* **EXCERPT PROVIDED**
┏━━

Also re: teaching, I’m really “in” my courses now, which is requiring more prep, which isn’t bad, but it is work.

And then there’s the grant shit, though I made the decision over the weekend not to apply for the Very Competitive National Thing for I know I won’t get it at this point in the project (because of the Very Competitive part of it) but thinking that I would apply for it forced me to do the work that I needed to do, so by week’s end I’ll be submitting two internal grant (or “award”) applications, and I’ll submit my abstract for Awesome International Conference in Italy to which I’ve been strongly encouraged to submit an abstract.

In addition, the service part of things is ramping up – for the committee that I’m chairing (for yes, I am spearheading getting an actual viable program-level assessment plan in place, because I’m a masochist), for curriculum (because it turns out that now that I’m no longer actually serving on curriculum-related things I’m just taking the initiative to make broad sweeping proposals for the department to consider), and for university-wide stuff (like going to a meeting with our president and provost to talk about the future direction of the college).

In other words, it’s Tuesday and I am feeling tired.

Tired is not necessarily bad.  However, tired is made terrible by the casual sexism of my department, which I had the pleasure of witnessing first-hand because of the very thin walls that divide our offices.  I’m not comfortable saying more than that in this forum, but dude, the casual sexism really makes me less inclined to do all of the work that I do.  And it also makes me wish that I hadn’t overheard what I overheard because it filled me with inarticulate rage, and inarticulate rage really makes me disinclined to grade, or to do committee work, or to complete lengthy applications for money that frankly I think faculty should just be able to expect as support for their work.

On a positive note, my favorite part of the fall semester is finding out how much money I’ll be granted for conference travel in the academic year, partly because, yay, money, but also because that support means so much to me being able to do work not only on research but also that is so important to energizing my teaching.

┗━━

Items listed in a dataset
┏━━

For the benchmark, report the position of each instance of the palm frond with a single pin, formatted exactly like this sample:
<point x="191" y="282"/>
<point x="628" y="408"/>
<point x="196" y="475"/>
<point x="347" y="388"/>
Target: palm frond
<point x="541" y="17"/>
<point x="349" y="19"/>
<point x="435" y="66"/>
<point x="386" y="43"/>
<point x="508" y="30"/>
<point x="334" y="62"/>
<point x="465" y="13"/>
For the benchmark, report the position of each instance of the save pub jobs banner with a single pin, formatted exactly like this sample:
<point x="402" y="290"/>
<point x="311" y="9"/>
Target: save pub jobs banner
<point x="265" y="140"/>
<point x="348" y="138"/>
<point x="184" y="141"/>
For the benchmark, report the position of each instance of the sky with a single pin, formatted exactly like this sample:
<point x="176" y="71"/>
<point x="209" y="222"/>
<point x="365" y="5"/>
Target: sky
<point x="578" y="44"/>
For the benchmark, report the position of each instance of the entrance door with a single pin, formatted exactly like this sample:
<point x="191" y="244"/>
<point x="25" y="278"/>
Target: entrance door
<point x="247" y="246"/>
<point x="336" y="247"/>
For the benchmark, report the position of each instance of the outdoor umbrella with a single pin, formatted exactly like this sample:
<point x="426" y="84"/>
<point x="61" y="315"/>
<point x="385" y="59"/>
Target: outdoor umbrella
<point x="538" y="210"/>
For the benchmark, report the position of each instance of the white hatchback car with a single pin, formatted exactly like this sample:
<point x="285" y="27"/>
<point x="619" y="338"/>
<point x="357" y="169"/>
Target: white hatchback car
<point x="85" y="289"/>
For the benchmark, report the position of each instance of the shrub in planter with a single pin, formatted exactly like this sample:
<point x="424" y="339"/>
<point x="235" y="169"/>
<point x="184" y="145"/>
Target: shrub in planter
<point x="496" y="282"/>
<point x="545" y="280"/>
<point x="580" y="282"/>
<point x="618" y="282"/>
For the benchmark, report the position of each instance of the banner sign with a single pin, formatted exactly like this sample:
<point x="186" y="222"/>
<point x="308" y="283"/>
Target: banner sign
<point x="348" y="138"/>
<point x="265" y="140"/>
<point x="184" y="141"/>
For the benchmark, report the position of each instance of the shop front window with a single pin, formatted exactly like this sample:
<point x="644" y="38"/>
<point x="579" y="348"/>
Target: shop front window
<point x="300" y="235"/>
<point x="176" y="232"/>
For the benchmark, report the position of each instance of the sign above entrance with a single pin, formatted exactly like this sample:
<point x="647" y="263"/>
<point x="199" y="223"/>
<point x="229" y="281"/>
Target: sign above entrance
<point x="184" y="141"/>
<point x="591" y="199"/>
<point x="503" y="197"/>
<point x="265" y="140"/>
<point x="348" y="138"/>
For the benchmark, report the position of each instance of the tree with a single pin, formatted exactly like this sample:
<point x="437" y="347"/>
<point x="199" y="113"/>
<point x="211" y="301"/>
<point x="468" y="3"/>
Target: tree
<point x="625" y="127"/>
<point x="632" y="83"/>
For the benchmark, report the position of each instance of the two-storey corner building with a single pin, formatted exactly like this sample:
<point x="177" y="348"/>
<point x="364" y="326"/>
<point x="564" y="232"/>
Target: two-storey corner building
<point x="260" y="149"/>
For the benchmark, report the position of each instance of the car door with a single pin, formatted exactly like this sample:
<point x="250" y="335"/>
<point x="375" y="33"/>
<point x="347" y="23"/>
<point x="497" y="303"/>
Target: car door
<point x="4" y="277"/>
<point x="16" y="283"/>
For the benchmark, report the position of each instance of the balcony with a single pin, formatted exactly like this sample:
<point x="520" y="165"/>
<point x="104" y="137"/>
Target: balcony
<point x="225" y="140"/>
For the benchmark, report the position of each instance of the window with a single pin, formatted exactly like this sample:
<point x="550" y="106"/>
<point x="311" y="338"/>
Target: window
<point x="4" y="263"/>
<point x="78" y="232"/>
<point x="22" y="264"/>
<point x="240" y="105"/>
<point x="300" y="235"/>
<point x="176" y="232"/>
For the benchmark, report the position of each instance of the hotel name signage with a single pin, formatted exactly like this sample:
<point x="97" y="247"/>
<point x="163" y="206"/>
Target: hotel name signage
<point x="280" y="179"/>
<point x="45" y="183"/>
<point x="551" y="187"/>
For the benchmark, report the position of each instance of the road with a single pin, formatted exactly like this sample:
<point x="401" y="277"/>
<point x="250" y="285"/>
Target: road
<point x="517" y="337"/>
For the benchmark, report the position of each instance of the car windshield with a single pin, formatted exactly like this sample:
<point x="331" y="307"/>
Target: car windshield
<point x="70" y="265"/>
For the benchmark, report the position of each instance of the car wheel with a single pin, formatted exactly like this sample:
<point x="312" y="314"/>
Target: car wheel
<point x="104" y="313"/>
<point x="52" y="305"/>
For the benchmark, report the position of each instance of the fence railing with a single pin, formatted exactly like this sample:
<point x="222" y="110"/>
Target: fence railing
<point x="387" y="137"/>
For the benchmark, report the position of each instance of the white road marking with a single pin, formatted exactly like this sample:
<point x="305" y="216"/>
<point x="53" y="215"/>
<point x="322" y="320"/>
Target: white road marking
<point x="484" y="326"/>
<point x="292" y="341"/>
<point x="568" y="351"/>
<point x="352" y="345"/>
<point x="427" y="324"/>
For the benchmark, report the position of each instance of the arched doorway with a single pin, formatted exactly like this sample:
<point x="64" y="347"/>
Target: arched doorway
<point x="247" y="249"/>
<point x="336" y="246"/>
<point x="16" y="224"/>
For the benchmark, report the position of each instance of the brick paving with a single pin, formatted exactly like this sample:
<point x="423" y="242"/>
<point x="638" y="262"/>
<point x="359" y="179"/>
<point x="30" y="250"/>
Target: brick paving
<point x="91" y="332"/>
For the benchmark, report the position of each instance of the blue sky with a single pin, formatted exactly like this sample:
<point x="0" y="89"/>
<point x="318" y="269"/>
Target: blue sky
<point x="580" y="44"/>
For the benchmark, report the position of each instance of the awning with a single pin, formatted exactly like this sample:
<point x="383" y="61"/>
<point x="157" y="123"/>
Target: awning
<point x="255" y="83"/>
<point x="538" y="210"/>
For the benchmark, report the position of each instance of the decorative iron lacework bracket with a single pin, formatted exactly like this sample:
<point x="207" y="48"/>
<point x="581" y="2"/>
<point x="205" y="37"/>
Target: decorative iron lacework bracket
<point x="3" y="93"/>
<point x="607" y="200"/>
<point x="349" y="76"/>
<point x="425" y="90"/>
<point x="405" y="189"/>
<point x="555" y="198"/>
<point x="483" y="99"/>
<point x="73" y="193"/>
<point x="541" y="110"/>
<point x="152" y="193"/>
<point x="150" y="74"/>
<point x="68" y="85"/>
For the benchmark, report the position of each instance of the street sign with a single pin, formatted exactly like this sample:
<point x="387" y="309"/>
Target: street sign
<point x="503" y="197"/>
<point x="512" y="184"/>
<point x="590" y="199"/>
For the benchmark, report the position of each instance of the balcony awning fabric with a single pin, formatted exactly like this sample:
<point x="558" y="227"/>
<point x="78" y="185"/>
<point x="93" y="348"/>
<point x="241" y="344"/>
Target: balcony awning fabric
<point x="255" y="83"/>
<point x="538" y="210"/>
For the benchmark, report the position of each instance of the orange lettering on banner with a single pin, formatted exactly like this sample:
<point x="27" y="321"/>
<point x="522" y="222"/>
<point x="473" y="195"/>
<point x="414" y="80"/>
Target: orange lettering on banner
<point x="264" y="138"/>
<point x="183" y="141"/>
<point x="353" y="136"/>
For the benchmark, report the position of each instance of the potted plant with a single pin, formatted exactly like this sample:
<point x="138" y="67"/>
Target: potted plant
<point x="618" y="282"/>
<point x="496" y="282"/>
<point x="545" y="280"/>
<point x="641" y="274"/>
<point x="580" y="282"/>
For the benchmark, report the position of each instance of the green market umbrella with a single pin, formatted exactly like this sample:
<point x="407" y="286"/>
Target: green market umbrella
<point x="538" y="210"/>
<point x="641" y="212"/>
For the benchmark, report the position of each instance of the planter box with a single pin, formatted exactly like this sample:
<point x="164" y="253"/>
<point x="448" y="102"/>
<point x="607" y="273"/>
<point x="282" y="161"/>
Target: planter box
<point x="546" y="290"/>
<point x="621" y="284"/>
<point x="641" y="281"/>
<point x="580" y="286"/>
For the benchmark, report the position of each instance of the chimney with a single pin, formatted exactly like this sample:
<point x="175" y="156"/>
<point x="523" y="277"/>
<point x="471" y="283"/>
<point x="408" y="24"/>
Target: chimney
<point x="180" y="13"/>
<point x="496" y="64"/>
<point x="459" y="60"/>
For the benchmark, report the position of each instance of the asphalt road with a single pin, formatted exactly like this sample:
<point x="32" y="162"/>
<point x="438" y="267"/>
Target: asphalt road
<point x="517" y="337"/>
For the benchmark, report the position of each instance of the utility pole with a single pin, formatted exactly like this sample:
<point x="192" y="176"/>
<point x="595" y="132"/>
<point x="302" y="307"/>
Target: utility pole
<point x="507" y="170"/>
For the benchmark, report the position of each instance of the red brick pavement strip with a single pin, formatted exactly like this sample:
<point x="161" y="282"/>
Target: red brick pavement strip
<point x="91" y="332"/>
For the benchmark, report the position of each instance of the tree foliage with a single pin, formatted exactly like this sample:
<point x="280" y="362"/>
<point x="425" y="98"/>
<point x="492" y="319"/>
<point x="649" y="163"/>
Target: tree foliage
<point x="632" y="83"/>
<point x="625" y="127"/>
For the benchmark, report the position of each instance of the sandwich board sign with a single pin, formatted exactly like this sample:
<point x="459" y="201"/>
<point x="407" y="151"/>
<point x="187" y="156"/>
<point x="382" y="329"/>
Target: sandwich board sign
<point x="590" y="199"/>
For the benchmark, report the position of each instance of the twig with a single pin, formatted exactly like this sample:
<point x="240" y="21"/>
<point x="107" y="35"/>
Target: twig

┗━━

* **INSTRUCTIONS**
1) In the post about academic workload, how many internal grant applications does the writer plan to submit by week's end?
2) From the post about academic workload, copy the passage that opens with the words containing "In addition, the" and closes with "am feeling tired.".
Draw only on the post about academic workload, not on the data.

* **RESPONSES IN ORDER**
1) Two.

2)
In addition, the service part of things is ramping up – for the committee that I’m chairing (for yes, I am spearheading getting an actual viable program-level assessment plan in place, because I’m a masochist), for curriculum (because it turns out that now that I’m no longer actually serving on curriculum-related things I’m just taking the initiative to make broad sweeping proposals for the department to consider), and for university-wide stuff (like going to a meeting with our president and provost to talk about the future direction of the college).

In other words, it’s Tuesday and I am feeling tired.